◆ **WORK REQUEST**
What file system is used for the single partition on disks B and C in the guide to mounting additional disks?

SDB:Mount additional disk

Jump to: navigation, search
Some professional users have desktop or laptop computers with multiple hard drive or solid state disks. This article help you to mount additional disks anywhere you want and accese data easier.

Tested on openSUSE

Recommended articles

Related articles


Introduction

If your computer has multiple disks:

  • A(/dev/sda): a super fast SSD for system (/) and user data (/home)
  • B(/dev/sdb): a slower, older SSD, you still want to use (one single XFS partition)
  • C(/dev/sdc): a 2TB HDD for all your old files (one single XFS partition)

When you install openSUSE on disk A, partitions on disk B and C will not be mounted when system starts. This means you have to manually mount each disk before accessing data inside. When you click disk name on file manager (Dolphin or Nautilus), and type root password, the disk will be mounted in a long path, like /run/media/jimmy/7d423ba2-96bf-4493-acf9-ed22e897eed5/

This is not very convenient. We might want:

  • Disk B and C will be automatically mounted when system boot
  • Disk B and C will be mounted at /home/jimmy/SSD1 and /home/jimmy/HHD1
  • Do not require root password every time

Next section, we will achieve this in several simple steps.

Steps

Step 1: find UUID of your disks

In Dolphin or Nautilus file manager, click and mount your additional disk partitions. In address bar, you can find mount path like:

/run/media/jimmy/7d423ba2-96bf-4493-acf9-ed22e897eed5/

7d423ba2-96bf-4493-acf9-ed22e897eed5 is the UUID of the disk partition we need in next step.

◆ **INFORMATION GIVEN**
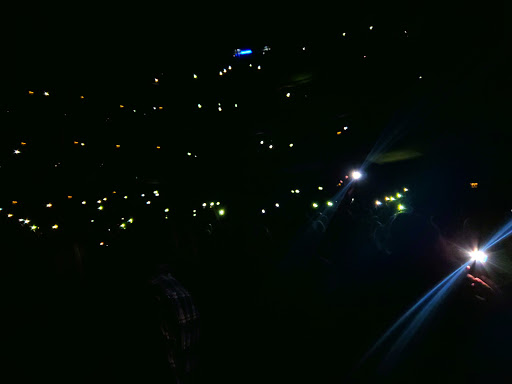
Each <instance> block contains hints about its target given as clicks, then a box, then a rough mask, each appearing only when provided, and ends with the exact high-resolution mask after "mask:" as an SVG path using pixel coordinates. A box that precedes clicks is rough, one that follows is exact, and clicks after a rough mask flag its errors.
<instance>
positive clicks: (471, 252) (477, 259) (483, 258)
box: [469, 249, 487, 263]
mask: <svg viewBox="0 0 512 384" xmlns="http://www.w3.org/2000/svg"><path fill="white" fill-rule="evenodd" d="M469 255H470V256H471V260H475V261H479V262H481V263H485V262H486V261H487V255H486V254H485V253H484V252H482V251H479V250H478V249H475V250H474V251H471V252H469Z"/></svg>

◆ **SOLVED PROBLEM**
XFS